*** Stored data ***

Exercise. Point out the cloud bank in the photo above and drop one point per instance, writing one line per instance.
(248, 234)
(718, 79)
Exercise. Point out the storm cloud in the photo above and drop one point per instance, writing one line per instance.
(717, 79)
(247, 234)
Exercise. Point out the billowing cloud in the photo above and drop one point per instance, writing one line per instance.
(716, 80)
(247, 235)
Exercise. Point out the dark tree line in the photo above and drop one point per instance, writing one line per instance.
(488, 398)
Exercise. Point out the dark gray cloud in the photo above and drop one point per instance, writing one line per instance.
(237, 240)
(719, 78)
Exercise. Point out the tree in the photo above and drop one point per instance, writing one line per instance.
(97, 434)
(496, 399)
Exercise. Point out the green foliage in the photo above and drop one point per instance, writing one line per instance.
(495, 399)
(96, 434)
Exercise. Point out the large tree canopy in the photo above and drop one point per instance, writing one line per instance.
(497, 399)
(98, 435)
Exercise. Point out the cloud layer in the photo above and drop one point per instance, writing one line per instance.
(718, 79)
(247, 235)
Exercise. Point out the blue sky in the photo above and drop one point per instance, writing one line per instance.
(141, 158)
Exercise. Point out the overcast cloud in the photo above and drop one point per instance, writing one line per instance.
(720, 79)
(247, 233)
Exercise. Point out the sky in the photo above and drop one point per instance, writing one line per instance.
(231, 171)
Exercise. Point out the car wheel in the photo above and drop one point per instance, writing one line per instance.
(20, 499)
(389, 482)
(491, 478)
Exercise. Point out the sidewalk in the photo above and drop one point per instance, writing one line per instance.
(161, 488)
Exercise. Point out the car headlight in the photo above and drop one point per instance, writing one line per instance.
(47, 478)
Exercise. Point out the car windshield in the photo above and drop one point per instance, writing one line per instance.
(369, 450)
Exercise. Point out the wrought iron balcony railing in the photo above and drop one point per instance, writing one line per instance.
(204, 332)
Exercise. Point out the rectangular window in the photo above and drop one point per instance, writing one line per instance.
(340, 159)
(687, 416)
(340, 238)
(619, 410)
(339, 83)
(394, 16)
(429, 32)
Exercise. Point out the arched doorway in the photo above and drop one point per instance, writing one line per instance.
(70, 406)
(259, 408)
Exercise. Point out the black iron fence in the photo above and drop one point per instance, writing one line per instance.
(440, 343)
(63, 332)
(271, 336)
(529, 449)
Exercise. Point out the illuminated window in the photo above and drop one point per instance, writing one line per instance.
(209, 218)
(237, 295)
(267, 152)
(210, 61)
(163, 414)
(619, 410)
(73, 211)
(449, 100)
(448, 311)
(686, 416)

*** End of Stored data ***

■ Problem to solve ■
Would you please reproduce the entries above word for word?

■ Written answer ■
Exercise. Point out the cloud bank in the photo above and drop one point per instance, writing one line per instance.
(248, 234)
(718, 79)
Exercise. Point out the storm cloud in the photo above and drop one point per instance, writing one line per instance.
(717, 79)
(247, 234)
Exercise. Point out the billowing cloud in the photo above and drop one point per instance, writing one line per instance.
(716, 80)
(247, 235)
Exercise. Point out the dark tree line in the photo above and drop one point per instance, writing one line per instance.
(488, 398)
Exercise. Point out the dark gray cloud in the photo above and drop one point per instance, writing one line per instance.
(237, 240)
(719, 78)
Exercise. Point out the tree in the photo above and drop one point per instance, writing one line per instance.
(97, 434)
(496, 399)
Exercise. Point out the green foliage in the photo above and drop one point per instance, writing one line per instance.
(495, 399)
(96, 434)
Exercise. Point out the large tree canopy in the photo above and drop one point per instance, writing one line per instance.
(497, 399)
(98, 435)
Exercise. Point out the cloud layer in the photo above and drop one point per instance, writing one line per instance.
(718, 79)
(247, 235)
Exercise. Point out the blue sky in the photo above and drop one point per instance, writing one line per instance.
(141, 158)
Exercise. Point out the overcast cloud in the photo above and drop one point per instance, writing one line per instance.
(720, 79)
(247, 233)
Exercise. Point out the sky in the photo above and drop one point per instance, writing one line per instance.
(231, 171)
Exercise. Point out the car wheel in the photo above and drop one point per instance, writing one line per instance.
(20, 499)
(389, 482)
(491, 478)
Exercise. Point out the sidewalk in the photo above and drop one point per instance, writing one line per instance.
(161, 488)
Exercise. Point out the car headlight in the photo above and drop one point per instance, writing one line per instance.
(47, 478)
Exercise. Point out the car windshield in the photo above and drop one point per instance, writing one line per instance.
(369, 450)
Exercise. Point out the wrought iron balcony railing in the photo above and drop one point per instance, writing one line per instance.
(204, 332)
Exercise. Point out the rectangular window in the photo above and drop one point per instance, writing one line per instance.
(340, 159)
(687, 416)
(340, 238)
(619, 410)
(339, 83)
(394, 16)
(429, 32)
Exercise. Point out the arched doorway in the photo above and drop one point per instance, writing one line per instance.
(70, 406)
(259, 408)
Exercise. Point out the black iron fence in the photo above and drop one point per instance, writing one line per instance.
(440, 343)
(63, 332)
(271, 336)
(529, 449)
Exercise. Point out the illuminated window in the photo above and drop one point per instance, writing one line per instance.
(209, 218)
(237, 295)
(267, 152)
(210, 61)
(163, 414)
(619, 410)
(73, 211)
(449, 100)
(448, 311)
(686, 416)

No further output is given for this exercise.